**** SUPPLIED DATA
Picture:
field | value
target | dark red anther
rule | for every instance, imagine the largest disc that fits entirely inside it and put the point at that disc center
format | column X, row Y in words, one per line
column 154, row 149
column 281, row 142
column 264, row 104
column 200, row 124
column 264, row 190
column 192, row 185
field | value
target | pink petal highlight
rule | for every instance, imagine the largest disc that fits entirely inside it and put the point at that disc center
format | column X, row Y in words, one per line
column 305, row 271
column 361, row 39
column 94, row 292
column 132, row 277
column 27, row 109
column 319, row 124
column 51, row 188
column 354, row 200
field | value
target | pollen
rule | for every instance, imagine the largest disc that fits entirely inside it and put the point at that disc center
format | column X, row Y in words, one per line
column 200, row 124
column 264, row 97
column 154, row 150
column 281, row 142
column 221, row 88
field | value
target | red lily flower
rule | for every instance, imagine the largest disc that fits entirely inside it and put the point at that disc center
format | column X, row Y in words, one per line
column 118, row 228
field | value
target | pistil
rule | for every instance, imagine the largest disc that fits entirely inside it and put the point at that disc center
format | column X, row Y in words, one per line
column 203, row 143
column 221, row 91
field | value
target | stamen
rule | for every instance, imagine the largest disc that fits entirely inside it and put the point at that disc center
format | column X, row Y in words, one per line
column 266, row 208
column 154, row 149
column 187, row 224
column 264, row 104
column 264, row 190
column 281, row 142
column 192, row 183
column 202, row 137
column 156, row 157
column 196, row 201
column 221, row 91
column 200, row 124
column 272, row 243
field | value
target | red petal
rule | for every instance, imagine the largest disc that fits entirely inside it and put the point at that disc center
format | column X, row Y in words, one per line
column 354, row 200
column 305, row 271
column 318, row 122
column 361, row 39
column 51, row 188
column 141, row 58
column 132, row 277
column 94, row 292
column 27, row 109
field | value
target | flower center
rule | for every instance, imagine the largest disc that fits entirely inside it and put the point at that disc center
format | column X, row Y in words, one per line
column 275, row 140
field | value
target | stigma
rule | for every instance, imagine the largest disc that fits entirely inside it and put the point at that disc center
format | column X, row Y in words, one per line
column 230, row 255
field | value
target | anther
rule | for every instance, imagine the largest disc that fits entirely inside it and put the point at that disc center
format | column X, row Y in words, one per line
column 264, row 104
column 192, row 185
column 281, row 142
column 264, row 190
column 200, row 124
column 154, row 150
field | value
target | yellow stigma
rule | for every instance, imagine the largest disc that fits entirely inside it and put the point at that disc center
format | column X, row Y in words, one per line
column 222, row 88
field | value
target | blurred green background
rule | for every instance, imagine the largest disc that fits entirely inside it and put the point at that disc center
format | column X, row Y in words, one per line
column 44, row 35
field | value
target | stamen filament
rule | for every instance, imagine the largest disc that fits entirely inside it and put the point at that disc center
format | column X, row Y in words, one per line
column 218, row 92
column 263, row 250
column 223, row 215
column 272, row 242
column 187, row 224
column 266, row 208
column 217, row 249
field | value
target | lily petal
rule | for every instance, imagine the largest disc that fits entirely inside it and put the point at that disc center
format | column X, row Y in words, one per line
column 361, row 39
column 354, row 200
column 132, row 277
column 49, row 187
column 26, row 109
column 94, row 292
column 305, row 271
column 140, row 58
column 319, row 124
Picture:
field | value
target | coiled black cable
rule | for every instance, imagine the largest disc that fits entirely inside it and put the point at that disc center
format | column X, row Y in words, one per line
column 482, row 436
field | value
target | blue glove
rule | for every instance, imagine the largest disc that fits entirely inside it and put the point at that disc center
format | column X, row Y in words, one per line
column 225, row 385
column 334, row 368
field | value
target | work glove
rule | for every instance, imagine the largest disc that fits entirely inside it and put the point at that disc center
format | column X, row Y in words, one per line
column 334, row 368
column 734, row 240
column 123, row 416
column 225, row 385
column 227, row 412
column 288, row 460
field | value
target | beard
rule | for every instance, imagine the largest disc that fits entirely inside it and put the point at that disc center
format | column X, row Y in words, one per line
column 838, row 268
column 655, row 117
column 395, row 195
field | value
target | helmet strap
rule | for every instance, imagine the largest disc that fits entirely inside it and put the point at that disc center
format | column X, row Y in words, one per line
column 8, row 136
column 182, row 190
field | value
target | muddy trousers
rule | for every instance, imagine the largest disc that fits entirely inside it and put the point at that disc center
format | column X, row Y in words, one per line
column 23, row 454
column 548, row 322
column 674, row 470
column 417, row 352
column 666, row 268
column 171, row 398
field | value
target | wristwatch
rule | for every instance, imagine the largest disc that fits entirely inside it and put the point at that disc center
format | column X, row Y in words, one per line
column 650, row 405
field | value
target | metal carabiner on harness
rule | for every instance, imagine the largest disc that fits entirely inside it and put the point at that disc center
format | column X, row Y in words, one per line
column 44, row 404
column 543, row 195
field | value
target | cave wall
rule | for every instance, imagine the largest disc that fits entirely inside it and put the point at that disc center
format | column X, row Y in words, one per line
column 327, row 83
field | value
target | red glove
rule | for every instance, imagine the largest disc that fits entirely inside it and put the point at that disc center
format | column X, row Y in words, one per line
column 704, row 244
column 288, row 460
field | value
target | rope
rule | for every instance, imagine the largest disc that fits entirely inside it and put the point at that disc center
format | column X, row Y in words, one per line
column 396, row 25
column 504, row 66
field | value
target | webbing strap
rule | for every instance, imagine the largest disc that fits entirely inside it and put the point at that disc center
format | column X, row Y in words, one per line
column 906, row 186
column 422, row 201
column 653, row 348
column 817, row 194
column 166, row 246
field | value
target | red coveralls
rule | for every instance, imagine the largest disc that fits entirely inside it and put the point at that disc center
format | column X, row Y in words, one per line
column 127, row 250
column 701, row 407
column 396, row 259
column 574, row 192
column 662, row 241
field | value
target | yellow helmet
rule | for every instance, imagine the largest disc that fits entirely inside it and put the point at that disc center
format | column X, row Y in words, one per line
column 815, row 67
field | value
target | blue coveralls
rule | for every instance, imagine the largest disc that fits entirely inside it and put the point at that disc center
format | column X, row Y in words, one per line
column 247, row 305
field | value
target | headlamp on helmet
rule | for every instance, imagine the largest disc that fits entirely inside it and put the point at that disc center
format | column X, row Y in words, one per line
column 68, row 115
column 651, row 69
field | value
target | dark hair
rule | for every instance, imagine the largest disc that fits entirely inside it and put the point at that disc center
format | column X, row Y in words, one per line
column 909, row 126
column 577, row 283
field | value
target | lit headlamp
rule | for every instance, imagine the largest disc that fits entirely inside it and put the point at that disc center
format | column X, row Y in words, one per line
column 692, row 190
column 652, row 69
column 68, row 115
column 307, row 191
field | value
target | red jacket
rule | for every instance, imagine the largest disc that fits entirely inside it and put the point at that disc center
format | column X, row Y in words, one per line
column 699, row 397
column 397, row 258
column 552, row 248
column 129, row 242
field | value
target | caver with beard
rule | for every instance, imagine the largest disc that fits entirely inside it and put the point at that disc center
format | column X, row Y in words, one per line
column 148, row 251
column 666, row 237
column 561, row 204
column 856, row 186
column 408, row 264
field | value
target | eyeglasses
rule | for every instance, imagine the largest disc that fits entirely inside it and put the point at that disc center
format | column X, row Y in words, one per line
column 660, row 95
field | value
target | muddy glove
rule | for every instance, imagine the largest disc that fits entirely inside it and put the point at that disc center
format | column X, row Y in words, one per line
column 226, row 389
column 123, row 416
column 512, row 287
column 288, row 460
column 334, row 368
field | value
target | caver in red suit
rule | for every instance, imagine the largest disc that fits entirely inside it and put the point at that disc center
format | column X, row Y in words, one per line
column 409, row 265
********
YOUR INSTRUCTIONS
Reproduce the material from its first line through the line containing "column 118, row 228", inclusive, substituting "circle" for "disc" wherever it occurs and leaving all other text unchanged.

FULL SOLUTION
Picture:
field | value
target | dark red anther
rule | for every instance, imagine the largest circle that fits entirely inside it and put the point at that circle center
format | column X, row Y in words, one per line
column 154, row 149
column 281, row 142
column 264, row 104
column 200, row 124
column 264, row 190
column 192, row 185
field | value
target | pink petal highlight
rule | for every instance, imagine the largest circle that fits entirely inside it and put the point at that circle center
format | column X, row Y in words, one per line
column 305, row 271
column 361, row 39
column 94, row 292
column 132, row 277
column 27, row 109
column 319, row 124
column 51, row 188
column 354, row 200
field | value
target | pollen
rule | for every instance, imagine the largest circle that fits entirely inside it and put the point at that circle center
format | column X, row Y in words, one per line
column 200, row 124
column 264, row 97
column 154, row 150
column 281, row 142
column 221, row 88
field | value
target | red lily flower
rule | for every instance, imagine the largest circle that fits entirely inside it and put the point at that circle center
format | column X, row Y in words, one per line
column 118, row 228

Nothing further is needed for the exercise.